ENTRIES SHOWN start

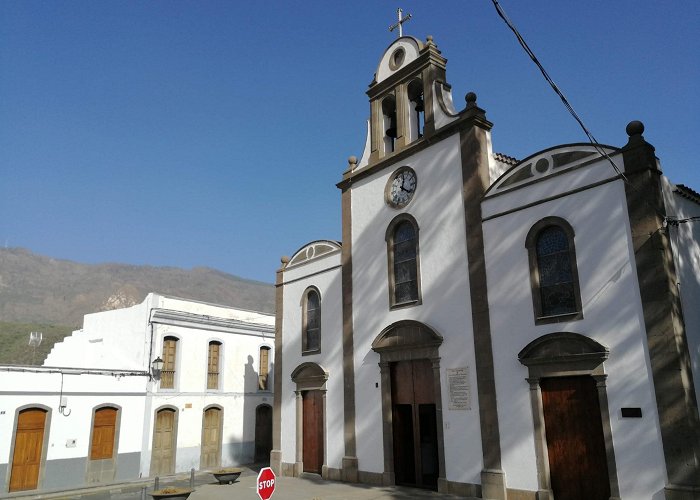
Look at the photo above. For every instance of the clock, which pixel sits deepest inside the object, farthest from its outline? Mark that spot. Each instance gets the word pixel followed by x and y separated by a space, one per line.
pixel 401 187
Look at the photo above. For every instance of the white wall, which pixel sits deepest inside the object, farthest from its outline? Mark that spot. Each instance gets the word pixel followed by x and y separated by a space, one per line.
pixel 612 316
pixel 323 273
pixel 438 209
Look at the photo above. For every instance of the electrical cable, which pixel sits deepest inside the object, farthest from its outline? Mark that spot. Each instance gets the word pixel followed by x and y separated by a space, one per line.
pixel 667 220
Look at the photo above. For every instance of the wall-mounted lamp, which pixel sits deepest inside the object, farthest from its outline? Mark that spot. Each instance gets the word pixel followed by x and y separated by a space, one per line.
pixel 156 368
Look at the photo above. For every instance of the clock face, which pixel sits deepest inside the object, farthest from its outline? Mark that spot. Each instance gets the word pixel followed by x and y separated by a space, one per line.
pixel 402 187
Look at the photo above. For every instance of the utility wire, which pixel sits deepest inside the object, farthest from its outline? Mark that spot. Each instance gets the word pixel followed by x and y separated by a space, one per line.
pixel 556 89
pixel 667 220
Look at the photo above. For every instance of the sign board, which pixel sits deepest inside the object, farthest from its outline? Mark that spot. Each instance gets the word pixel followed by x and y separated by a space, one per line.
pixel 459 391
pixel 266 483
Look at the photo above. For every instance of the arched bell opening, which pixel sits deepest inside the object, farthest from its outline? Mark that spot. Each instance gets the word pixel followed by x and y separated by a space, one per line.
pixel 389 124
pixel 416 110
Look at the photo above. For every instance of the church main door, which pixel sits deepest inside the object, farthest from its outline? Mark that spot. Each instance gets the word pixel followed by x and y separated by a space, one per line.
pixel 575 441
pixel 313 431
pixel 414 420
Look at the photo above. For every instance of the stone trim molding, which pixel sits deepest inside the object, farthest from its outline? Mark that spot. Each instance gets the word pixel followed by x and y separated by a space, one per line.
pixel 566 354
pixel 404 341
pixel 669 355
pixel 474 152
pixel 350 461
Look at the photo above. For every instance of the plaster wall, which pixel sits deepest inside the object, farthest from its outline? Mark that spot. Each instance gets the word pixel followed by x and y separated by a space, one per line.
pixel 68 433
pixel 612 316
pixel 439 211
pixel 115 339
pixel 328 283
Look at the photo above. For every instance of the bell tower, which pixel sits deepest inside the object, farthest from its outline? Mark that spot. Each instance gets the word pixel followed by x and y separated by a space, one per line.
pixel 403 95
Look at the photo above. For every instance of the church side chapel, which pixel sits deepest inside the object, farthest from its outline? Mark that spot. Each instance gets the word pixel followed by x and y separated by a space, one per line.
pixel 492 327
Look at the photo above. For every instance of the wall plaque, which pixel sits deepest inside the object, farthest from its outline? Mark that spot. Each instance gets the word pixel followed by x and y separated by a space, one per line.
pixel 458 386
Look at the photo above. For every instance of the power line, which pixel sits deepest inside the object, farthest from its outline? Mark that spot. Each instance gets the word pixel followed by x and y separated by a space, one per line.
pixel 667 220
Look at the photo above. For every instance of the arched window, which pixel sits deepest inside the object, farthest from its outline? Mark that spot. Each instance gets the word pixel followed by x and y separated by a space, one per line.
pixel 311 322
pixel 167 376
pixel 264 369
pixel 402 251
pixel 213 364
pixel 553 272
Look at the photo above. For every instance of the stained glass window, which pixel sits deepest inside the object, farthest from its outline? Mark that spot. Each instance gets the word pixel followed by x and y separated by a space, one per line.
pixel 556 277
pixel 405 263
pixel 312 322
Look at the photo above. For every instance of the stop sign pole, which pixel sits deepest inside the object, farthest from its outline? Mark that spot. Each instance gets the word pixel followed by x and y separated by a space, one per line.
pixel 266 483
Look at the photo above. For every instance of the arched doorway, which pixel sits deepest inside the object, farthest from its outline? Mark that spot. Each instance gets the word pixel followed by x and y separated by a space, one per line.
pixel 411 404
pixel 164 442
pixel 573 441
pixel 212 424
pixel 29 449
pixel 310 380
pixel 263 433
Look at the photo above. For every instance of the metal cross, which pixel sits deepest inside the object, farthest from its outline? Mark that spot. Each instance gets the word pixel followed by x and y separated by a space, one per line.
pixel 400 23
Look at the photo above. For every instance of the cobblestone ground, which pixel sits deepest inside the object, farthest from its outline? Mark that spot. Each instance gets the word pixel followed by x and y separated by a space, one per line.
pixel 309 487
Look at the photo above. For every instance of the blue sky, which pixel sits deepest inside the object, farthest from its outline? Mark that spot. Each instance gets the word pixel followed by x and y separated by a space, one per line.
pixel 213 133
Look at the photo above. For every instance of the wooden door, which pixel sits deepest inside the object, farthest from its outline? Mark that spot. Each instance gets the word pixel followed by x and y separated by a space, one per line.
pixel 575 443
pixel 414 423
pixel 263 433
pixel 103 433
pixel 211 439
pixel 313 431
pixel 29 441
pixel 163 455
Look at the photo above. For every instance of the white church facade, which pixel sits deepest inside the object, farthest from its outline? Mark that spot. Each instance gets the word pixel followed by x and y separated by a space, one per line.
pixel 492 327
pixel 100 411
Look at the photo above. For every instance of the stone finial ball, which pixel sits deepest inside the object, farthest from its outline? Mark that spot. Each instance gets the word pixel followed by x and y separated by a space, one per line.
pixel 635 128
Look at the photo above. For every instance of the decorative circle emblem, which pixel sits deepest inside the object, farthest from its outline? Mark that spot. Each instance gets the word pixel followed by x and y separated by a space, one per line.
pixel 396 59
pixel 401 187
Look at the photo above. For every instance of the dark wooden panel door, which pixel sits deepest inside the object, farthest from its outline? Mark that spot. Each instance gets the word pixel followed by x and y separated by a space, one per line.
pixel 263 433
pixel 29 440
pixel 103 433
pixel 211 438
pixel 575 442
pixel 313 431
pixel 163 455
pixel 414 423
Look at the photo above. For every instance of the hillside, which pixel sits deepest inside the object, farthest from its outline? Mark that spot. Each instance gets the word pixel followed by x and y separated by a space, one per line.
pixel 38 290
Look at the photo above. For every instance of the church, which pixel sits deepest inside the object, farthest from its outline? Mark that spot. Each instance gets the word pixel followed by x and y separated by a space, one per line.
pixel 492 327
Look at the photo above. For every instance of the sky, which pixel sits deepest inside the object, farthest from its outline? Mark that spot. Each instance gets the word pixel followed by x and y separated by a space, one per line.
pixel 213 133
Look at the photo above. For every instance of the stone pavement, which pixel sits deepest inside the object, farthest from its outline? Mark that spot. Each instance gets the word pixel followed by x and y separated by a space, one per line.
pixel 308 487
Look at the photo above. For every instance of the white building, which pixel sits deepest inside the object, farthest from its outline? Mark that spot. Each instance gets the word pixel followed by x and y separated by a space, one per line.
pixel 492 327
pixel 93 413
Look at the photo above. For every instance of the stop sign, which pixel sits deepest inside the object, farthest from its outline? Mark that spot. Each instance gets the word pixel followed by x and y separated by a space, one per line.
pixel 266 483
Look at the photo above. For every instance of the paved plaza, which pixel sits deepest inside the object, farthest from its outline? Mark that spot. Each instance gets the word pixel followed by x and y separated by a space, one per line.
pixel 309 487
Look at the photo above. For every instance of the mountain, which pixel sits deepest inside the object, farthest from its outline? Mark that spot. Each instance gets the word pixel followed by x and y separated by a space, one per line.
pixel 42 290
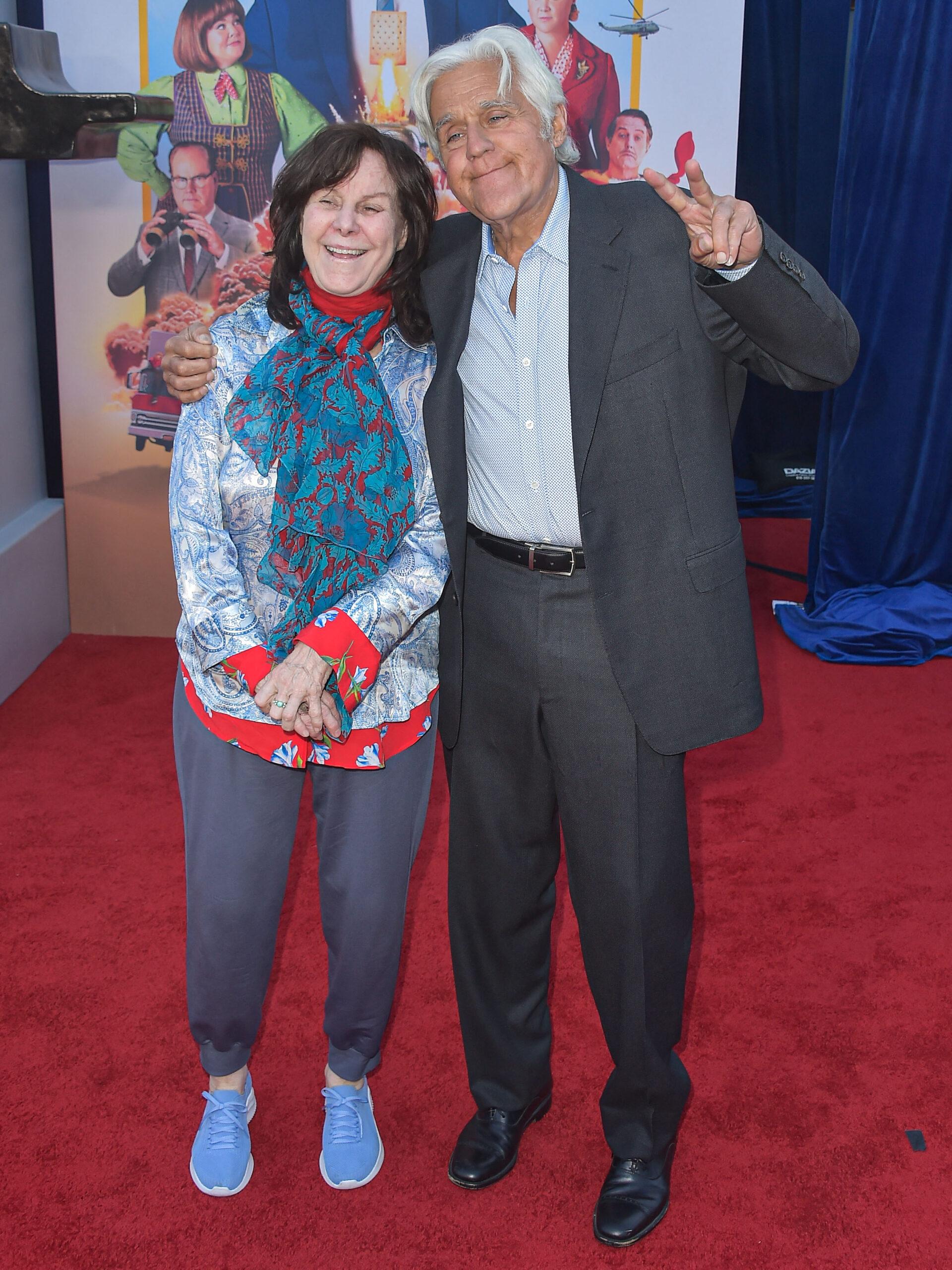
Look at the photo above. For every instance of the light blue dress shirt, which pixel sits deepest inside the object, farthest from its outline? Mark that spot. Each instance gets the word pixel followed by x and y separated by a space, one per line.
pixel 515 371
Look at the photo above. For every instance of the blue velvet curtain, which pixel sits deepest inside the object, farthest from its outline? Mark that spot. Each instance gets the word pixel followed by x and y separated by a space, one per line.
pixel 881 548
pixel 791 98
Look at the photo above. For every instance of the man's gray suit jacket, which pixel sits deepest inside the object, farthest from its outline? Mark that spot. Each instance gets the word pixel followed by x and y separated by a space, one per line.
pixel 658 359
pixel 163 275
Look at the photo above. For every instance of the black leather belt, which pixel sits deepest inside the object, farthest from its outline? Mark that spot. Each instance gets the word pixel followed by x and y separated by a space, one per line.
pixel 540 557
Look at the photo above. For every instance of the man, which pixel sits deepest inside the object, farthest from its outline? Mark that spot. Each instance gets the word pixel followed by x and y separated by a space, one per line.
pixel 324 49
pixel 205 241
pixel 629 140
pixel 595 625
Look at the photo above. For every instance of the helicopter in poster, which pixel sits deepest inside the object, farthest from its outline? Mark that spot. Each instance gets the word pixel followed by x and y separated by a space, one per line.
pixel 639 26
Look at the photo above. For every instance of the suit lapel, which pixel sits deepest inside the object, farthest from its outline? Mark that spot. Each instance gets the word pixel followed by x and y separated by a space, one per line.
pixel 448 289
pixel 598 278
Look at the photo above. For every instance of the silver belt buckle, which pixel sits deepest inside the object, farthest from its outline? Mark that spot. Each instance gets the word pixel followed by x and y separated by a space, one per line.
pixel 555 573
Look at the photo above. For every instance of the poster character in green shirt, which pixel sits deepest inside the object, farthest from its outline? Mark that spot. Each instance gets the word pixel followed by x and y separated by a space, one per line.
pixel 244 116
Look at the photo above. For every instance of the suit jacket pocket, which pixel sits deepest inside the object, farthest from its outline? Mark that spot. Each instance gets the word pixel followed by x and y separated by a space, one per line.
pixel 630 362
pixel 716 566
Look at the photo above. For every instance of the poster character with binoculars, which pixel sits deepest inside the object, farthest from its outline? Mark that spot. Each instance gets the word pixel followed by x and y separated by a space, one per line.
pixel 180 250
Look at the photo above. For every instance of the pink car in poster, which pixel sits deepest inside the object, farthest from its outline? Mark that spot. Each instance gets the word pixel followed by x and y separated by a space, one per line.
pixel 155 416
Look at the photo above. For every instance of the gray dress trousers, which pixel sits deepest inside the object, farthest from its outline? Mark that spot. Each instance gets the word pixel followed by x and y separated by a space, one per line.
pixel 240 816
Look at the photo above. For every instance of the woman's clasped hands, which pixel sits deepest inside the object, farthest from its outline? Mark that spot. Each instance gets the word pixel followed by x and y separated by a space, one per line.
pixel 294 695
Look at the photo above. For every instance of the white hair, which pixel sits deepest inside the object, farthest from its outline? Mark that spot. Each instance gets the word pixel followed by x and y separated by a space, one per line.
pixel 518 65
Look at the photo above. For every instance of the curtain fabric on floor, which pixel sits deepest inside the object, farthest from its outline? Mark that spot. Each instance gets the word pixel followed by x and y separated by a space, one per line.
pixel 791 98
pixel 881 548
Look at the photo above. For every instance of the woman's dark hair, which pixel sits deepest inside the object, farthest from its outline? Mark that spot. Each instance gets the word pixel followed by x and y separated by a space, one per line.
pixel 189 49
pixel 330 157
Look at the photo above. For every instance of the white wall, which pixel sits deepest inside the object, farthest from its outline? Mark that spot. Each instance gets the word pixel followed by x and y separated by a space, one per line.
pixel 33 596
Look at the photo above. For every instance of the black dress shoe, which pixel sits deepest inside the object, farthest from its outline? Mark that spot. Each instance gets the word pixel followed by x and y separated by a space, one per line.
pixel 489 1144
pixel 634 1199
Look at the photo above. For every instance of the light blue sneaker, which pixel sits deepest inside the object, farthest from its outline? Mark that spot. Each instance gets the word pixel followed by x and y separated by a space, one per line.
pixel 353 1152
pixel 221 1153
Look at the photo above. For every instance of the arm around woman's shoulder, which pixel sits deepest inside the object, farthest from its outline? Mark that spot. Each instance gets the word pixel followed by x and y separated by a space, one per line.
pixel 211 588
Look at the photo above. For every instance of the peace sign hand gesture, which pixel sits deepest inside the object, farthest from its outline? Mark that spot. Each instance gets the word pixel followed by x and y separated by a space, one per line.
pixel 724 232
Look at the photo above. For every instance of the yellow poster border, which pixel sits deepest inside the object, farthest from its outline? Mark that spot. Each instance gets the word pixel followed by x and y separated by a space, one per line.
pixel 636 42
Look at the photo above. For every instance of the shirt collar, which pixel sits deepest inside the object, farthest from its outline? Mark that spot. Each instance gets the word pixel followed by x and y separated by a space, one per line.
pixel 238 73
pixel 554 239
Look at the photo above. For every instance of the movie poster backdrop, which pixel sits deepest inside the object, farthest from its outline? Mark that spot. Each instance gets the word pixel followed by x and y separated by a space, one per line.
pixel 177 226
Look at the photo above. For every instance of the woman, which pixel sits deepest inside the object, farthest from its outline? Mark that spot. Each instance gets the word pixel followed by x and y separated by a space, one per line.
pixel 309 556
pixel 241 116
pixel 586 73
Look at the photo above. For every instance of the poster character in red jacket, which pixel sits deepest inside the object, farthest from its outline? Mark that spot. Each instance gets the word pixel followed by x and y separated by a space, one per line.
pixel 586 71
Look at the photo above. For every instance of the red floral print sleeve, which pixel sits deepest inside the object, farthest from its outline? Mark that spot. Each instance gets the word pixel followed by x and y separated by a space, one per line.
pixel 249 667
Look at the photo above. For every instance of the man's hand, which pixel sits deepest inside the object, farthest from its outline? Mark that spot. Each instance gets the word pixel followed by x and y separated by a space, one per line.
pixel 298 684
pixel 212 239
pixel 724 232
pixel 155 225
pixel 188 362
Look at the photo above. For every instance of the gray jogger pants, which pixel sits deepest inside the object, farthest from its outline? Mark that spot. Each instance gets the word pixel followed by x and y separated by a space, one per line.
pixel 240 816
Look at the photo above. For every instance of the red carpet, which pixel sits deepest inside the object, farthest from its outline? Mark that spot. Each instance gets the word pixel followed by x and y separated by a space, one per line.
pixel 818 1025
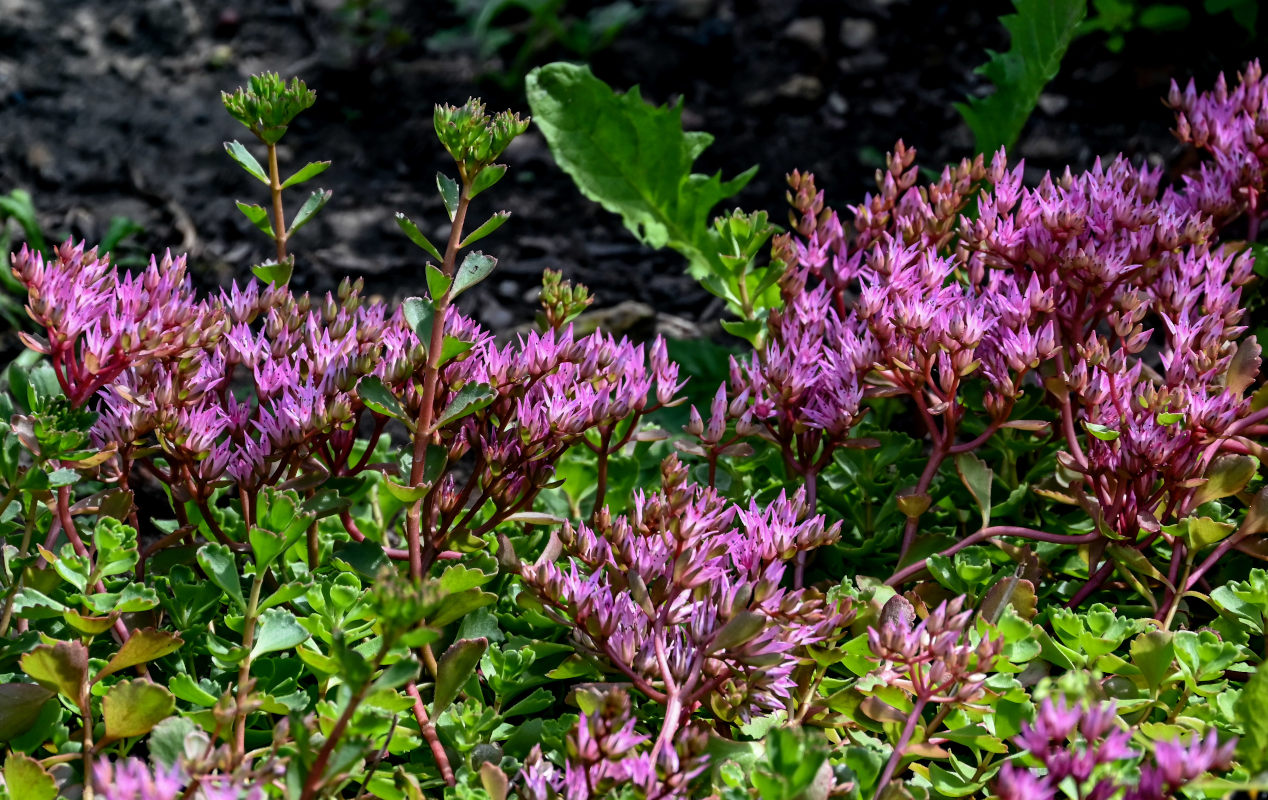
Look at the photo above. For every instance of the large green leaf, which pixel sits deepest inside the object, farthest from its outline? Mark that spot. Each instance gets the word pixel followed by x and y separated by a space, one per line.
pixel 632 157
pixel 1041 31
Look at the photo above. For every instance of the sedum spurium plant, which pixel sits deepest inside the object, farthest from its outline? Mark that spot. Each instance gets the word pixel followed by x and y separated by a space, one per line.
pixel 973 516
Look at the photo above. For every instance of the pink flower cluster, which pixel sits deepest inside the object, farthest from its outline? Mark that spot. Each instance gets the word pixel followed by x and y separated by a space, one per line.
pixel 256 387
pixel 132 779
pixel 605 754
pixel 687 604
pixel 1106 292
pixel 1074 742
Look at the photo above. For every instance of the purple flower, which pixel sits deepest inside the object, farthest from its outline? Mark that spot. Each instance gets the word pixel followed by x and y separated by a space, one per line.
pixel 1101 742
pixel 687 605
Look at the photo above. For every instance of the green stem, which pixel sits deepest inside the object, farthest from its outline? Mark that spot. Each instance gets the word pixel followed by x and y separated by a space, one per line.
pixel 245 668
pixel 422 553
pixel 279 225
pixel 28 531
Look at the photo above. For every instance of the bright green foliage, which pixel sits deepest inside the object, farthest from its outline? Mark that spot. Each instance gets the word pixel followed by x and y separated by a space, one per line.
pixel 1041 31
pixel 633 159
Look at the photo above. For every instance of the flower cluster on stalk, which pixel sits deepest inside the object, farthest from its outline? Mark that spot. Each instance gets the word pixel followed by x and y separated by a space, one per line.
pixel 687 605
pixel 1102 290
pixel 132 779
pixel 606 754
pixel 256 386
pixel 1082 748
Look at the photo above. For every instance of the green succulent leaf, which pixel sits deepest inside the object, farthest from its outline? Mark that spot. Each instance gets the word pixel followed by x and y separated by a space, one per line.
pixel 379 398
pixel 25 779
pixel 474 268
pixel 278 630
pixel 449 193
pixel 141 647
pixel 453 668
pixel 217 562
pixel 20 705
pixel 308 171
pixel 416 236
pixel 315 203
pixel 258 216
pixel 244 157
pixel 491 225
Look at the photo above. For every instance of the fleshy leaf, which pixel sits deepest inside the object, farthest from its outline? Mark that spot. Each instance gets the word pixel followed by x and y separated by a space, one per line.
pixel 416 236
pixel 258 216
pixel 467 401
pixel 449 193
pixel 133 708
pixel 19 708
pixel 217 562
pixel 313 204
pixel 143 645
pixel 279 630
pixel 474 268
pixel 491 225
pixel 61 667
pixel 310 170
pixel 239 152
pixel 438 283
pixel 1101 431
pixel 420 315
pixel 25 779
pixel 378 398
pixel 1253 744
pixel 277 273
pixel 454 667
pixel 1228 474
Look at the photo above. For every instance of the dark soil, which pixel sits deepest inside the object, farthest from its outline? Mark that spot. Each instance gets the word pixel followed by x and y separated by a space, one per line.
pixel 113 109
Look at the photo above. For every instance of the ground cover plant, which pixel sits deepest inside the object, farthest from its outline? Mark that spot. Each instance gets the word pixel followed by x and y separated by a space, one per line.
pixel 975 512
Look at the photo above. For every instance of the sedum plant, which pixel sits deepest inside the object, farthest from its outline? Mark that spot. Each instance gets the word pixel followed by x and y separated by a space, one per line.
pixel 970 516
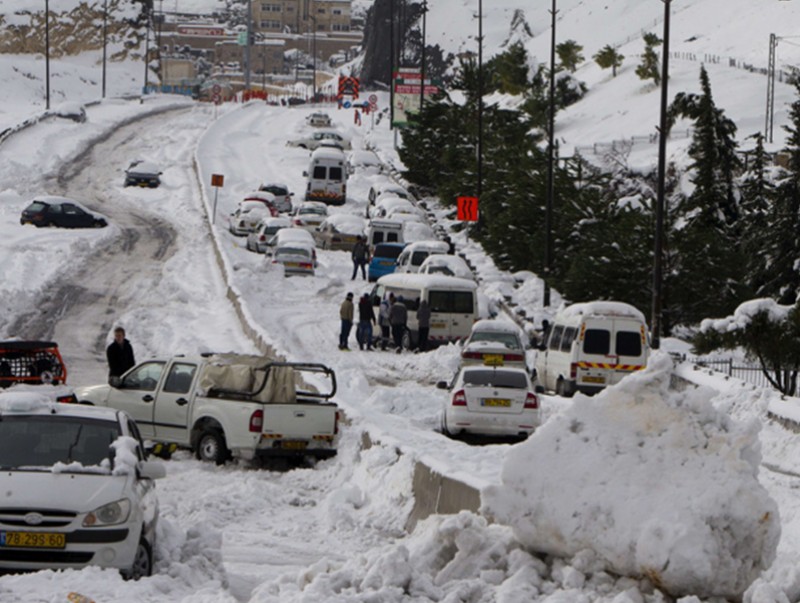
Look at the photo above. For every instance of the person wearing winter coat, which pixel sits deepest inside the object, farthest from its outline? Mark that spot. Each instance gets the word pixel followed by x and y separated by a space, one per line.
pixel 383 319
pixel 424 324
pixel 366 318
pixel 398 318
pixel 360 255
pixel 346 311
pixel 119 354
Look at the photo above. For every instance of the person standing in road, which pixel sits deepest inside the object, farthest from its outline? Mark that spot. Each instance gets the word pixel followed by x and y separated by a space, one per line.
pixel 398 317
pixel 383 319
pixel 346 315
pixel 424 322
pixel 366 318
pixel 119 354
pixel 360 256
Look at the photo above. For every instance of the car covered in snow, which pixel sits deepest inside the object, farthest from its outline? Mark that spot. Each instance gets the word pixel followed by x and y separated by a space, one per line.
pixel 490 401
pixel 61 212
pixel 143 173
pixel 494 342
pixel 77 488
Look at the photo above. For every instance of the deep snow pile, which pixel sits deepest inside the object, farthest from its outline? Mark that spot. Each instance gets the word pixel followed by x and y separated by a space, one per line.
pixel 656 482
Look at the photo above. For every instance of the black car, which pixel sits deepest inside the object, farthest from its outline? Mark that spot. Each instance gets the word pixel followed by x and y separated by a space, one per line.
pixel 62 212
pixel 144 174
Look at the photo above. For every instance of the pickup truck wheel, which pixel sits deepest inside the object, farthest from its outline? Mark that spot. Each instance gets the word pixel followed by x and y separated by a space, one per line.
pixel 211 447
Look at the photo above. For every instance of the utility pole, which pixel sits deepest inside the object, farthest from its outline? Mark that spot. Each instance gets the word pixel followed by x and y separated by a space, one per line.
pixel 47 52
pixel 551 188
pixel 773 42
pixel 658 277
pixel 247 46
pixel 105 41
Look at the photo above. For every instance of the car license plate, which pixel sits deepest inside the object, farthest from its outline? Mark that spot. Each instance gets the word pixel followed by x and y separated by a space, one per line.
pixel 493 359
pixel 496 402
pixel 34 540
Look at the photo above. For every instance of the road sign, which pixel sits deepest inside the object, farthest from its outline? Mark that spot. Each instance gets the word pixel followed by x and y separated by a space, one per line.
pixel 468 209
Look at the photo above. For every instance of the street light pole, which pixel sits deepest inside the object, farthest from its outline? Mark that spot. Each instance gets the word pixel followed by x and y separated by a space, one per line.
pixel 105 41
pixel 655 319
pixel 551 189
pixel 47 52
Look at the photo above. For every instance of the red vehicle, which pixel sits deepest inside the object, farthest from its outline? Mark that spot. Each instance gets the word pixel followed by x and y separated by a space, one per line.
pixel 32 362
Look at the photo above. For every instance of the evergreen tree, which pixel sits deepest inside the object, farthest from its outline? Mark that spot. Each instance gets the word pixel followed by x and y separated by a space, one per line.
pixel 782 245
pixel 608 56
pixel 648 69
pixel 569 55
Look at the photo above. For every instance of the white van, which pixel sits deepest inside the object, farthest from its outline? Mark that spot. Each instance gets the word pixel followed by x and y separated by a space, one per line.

ENTRIES SHOWN end

→ **WHAT YOU NEED TO DO**
Copy out the rows above word for word, everything from the line containing "light blue dress" down to the line containing "pixel 515 371", with both of those lines included.

→ **REPLY**
Look at the photo above. For every instance of the light blue dress shirt, which pixel sits deepest inside the object, farthest from its outline? Mark that spot. Each instance gets the word pixel followed by x and y separated by a space, one per line.
pixel 515 371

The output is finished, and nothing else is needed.